FirstOrderCat t1_iybelgs wrote
Reply to From NeurIPS 2022 poster session: "[Google] Minerva author on AI solving math: IMO gold by 2026 seems reasonable, superhuman math in 2026 not crazy" by maxtility
next interesting milestone would be if they solve kids level math from gsm8k with 98% accuracy and not 78%.
FirstOrderCat t1_iybdxom wrote
Reply to comment by Sigura83 in Better Language Models Without Massive Compute by Tom_Lilja
>I'm convinced nearly all jobs will be done by AI in 15-20 years now, and not just done, but done better
language models already exceeded human performance in many benchmarks, but they struggle to replace humans at any work, why is that, what do you think?
FirstOrderCat t1_iybcu3j wrote
Reply to comment by Sigura83 in Better Language Models Without Massive Compute by Tom_Lilja
> AIs by 2x
it is by 3% on their graph lol.
FirstOrderCat t1_itc6pne wrote
Reply to comment by Spoffort in U-PaLM 540B by xutw21
It looks like they had point of diminishing return somewhere at 0.5*1e25 FLOPS.
After that model trains much slower. They could continue training farther, and say they "saved" another 20M TPU hours.
FirstOrderCat t1_itapodq wrote
Reply to comment by visarga in U-PaLM 540B by xutw21
the problem is that they still far in the quality to be trusted to solve real problems.
FirstOrderCat t1_itahazn wrote
Reply to comment by AsthmaBeyondBorders in U-PaLM 540B by xutw21
>This model had up to 21% gains in some benchmarks, as you can see there are many benchmarks
Meaning they received less than 2 points in many others..
> it is about a different model which can be as good and better than the previous ones while cheaper to train.
Model is the same, they changed training procedure.
> You seem to know a lot about Google's internal decisions and strategies as of today
This is public information.
FirstOrderCat t1_itaeypy wrote
Reply to comment by AsthmaBeyondBorders in U-PaLM 540B by xutw21
this race maybe over.
On the graph guy is proud of getting 2 points in some synthetic benchmark, while spending 4 millions TPUv4 hours = $12M.
At the same time we hear that Google cuts expenses and considering layoffs, and LLM part of Google Research will be the first in the line, because they don't provide much value in Ads/Search business.
FirstOrderCat t1_itad0zs wrote
Reply to comment by AsthmaBeyondBorders in U-PaLM 540B by xutw21
>The problem is you don't know what emergent skills are yet to be found because we didn't scale enough.
Yes, and you don't know if such skills will be found and we hit the wall or not yet.

════════

Continue the forum comments on language model progress, starting after the last line shown.

════════

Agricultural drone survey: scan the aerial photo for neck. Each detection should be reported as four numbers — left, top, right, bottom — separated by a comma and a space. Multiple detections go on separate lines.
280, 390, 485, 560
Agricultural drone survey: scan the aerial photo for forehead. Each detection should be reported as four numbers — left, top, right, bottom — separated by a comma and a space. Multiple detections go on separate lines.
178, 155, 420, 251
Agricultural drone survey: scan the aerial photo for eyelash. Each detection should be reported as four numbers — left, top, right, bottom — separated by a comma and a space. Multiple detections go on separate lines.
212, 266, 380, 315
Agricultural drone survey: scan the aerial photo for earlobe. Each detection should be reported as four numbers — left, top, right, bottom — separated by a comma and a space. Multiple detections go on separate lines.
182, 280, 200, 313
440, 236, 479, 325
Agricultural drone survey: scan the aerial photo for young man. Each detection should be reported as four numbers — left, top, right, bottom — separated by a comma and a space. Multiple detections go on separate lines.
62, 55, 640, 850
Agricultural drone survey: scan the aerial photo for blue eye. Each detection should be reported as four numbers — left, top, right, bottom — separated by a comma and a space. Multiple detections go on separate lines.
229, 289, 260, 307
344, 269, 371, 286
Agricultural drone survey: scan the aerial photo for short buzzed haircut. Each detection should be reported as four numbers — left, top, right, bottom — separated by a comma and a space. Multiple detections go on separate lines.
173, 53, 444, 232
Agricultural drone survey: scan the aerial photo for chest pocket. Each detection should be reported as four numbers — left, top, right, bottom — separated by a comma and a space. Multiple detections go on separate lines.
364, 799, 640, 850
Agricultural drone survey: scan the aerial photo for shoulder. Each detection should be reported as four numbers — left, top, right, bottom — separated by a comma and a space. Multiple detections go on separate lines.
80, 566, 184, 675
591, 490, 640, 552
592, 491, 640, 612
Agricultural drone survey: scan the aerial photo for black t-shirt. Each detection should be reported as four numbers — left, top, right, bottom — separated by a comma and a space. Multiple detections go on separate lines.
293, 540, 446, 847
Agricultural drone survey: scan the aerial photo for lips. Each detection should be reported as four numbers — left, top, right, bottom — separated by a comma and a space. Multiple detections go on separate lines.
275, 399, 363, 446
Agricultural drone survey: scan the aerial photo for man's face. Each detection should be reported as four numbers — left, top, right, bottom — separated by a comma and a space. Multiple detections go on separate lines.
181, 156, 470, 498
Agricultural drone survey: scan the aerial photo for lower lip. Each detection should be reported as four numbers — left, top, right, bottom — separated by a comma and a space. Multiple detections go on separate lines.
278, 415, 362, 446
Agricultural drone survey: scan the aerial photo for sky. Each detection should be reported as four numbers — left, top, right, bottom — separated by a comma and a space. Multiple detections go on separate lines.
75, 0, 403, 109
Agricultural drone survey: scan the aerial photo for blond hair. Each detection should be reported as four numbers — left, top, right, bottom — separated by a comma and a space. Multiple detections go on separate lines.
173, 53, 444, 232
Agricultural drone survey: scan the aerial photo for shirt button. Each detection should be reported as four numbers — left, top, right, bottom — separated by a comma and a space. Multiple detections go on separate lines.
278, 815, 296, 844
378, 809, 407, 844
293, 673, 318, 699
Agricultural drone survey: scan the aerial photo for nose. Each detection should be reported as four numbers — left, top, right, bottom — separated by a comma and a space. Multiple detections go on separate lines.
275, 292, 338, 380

════════

**Answer for the task**:
FirstOrderCat t1_itacdp4 wrote
Reply to comment by AsthmaBeyondBorders in U-PaLM 540B by xutw21
>A wall is when we can't improve the results of the last LLMs.
The wall is a lack of break through innovations.
Latest "advances" are:
- build Nx larger model
- tweak prompt with some extra variation
- fine-tune on another dataset, potentially leaking benchmark data to training data
- receive marginal improvement in benchmarks irrelevant to any practical task
- call your new model with some epic-cringe name: path-to-mind, surface-of-intelligence, eye-of-wisdom
But none of these "advances" somehow can replace humans on real tasks, with exception to style-transfer of images and translation.
FirstOrderCat t1_itaaaxe wrote
Reply to comment by AsthmaBeyondBorders in U-PaLM 540B by xutw21
> and we haven't hit that wall yet
why do you think so?
FirstOrderCat t1_ita7yel wrote
Reply to comment by AsthmaBeyondBorders in U-PaLM 540B by xutw21
> form but don't forget LLMs are behind stable diffusion, dreamfusion, dreambooth, etc.
But its not discussed AGI, it is more stochastic parroting, or style transferring.
FirstOrderCat t1_it9oqhg wrote
Reply to comment by CommentBot01 in U-PaLM 540B by xutw21
> Currently deep learning and LLM are very successful and not even close to its limit.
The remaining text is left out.